» **TASK OBJECTIVE**: Once you have counted the lines below that contain "shadow", give that number and nothing else.

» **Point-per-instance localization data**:
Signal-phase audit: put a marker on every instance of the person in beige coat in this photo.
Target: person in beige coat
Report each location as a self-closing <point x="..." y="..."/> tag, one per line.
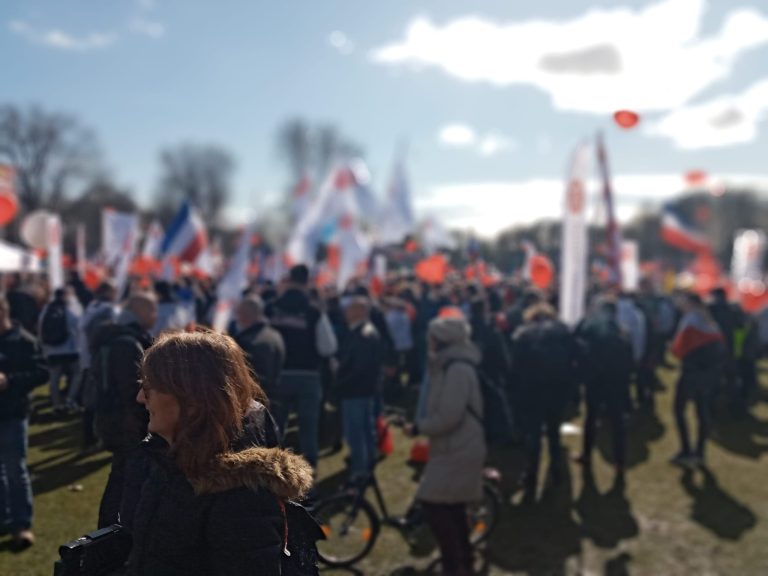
<point x="453" y="423"/>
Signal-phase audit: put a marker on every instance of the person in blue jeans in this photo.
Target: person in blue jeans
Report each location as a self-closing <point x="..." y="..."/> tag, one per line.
<point x="22" y="368"/>
<point x="308" y="337"/>
<point x="361" y="357"/>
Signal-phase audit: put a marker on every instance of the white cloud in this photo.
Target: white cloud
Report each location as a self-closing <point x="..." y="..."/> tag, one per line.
<point x="60" y="40"/>
<point x="341" y="42"/>
<point x="458" y="135"/>
<point x="149" y="28"/>
<point x="722" y="121"/>
<point x="463" y="136"/>
<point x="655" y="58"/>
<point x="492" y="144"/>
<point x="490" y="207"/>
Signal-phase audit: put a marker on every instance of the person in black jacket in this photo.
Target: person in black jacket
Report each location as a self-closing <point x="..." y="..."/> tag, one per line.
<point x="605" y="363"/>
<point x="543" y="353"/>
<point x="120" y="423"/>
<point x="22" y="368"/>
<point x="214" y="500"/>
<point x="308" y="337"/>
<point x="358" y="378"/>
<point x="263" y="346"/>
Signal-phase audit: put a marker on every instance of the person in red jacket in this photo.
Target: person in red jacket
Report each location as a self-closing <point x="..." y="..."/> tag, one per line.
<point x="700" y="347"/>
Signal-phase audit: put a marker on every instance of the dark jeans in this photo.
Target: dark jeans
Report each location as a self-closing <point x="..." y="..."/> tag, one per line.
<point x="696" y="387"/>
<point x="304" y="392"/>
<point x="123" y="489"/>
<point x="15" y="486"/>
<point x="360" y="434"/>
<point x="448" y="523"/>
<point x="608" y="399"/>
<point x="535" y="420"/>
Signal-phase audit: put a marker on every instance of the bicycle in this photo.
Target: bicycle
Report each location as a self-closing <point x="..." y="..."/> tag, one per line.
<point x="352" y="525"/>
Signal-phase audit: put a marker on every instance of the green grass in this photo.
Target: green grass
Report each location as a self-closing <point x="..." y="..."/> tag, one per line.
<point x="666" y="521"/>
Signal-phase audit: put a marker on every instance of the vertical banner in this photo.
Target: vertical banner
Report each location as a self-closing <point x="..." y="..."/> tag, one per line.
<point x="55" y="268"/>
<point x="573" y="263"/>
<point x="630" y="266"/>
<point x="748" y="253"/>
<point x="81" y="263"/>
<point x="231" y="286"/>
<point x="613" y="233"/>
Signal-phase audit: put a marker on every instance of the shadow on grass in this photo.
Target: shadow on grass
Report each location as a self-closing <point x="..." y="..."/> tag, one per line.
<point x="715" y="509"/>
<point x="69" y="471"/>
<point x="643" y="428"/>
<point x="607" y="518"/>
<point x="739" y="435"/>
<point x="538" y="538"/>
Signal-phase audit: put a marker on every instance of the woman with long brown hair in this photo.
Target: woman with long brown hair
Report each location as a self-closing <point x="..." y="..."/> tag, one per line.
<point x="213" y="502"/>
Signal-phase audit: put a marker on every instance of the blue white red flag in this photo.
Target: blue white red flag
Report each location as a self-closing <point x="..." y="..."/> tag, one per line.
<point x="186" y="237"/>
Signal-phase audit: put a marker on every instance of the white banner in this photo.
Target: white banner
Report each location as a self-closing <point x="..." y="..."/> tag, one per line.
<point x="748" y="253"/>
<point x="630" y="265"/>
<point x="573" y="262"/>
<point x="231" y="286"/>
<point x="55" y="268"/>
<point x="119" y="232"/>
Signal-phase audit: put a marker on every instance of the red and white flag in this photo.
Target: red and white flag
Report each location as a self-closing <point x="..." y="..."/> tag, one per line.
<point x="573" y="263"/>
<point x="613" y="232"/>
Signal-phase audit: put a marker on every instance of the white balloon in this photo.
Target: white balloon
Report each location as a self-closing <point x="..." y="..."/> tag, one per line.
<point x="34" y="229"/>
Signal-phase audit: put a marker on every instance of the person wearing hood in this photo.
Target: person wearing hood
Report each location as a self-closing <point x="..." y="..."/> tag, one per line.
<point x="214" y="499"/>
<point x="308" y="337"/>
<point x="120" y="423"/>
<point x="453" y="423"/>
<point x="263" y="346"/>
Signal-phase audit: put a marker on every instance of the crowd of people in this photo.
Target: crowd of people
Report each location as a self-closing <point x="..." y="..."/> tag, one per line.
<point x="194" y="420"/>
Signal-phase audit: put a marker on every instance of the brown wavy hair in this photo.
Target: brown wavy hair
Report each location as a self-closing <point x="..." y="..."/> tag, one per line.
<point x="210" y="378"/>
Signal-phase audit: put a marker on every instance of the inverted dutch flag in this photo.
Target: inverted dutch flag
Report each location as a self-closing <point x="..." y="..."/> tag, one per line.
<point x="186" y="237"/>
<point x="676" y="232"/>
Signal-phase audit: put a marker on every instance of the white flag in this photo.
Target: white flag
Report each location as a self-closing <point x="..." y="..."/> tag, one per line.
<point x="81" y="263"/>
<point x="118" y="232"/>
<point x="153" y="241"/>
<point x="630" y="265"/>
<point x="573" y="264"/>
<point x="747" y="261"/>
<point x="354" y="250"/>
<point x="55" y="268"/>
<point x="231" y="286"/>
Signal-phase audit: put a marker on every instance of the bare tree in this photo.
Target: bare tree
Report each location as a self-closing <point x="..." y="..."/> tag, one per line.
<point x="50" y="152"/>
<point x="199" y="174"/>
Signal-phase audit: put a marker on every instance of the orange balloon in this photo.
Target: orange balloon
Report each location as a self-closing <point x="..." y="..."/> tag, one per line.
<point x="9" y="206"/>
<point x="626" y="118"/>
<point x="541" y="271"/>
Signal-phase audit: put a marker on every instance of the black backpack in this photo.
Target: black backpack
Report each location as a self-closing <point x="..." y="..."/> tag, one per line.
<point x="300" y="557"/>
<point x="54" y="329"/>
<point x="497" y="415"/>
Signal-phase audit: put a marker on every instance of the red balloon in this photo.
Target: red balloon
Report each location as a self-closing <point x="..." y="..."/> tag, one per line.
<point x="626" y="118"/>
<point x="9" y="206"/>
<point x="695" y="177"/>
<point x="542" y="271"/>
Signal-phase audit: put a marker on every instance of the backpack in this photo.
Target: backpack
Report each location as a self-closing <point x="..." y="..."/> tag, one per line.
<point x="54" y="330"/>
<point x="300" y="556"/>
<point x="497" y="416"/>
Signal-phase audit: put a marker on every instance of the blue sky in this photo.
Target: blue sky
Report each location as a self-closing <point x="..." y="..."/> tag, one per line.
<point x="492" y="96"/>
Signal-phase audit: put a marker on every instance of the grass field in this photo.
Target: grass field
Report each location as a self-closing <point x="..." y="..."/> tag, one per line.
<point x="665" y="522"/>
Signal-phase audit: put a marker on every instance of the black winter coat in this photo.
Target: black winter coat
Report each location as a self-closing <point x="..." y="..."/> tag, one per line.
<point x="121" y="422"/>
<point x="226" y="522"/>
<point x="265" y="351"/>
<point x="360" y="362"/>
<point x="22" y="362"/>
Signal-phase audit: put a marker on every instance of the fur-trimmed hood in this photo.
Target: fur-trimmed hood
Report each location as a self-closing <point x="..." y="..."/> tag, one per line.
<point x="287" y="475"/>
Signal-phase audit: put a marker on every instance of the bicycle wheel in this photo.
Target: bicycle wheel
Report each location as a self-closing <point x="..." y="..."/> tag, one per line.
<point x="351" y="527"/>
<point x="483" y="515"/>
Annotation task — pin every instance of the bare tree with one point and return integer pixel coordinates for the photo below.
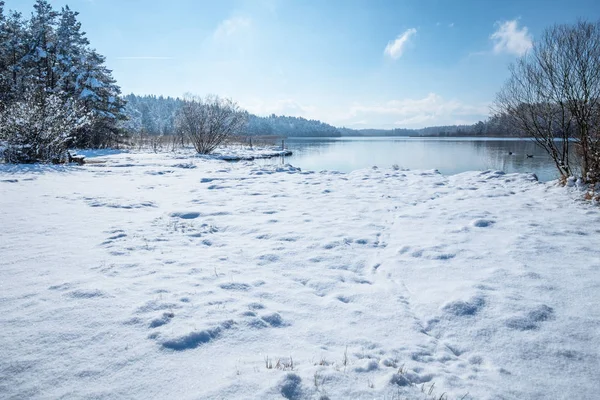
(209, 121)
(553, 95)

» **ANSWER SPACE**: 2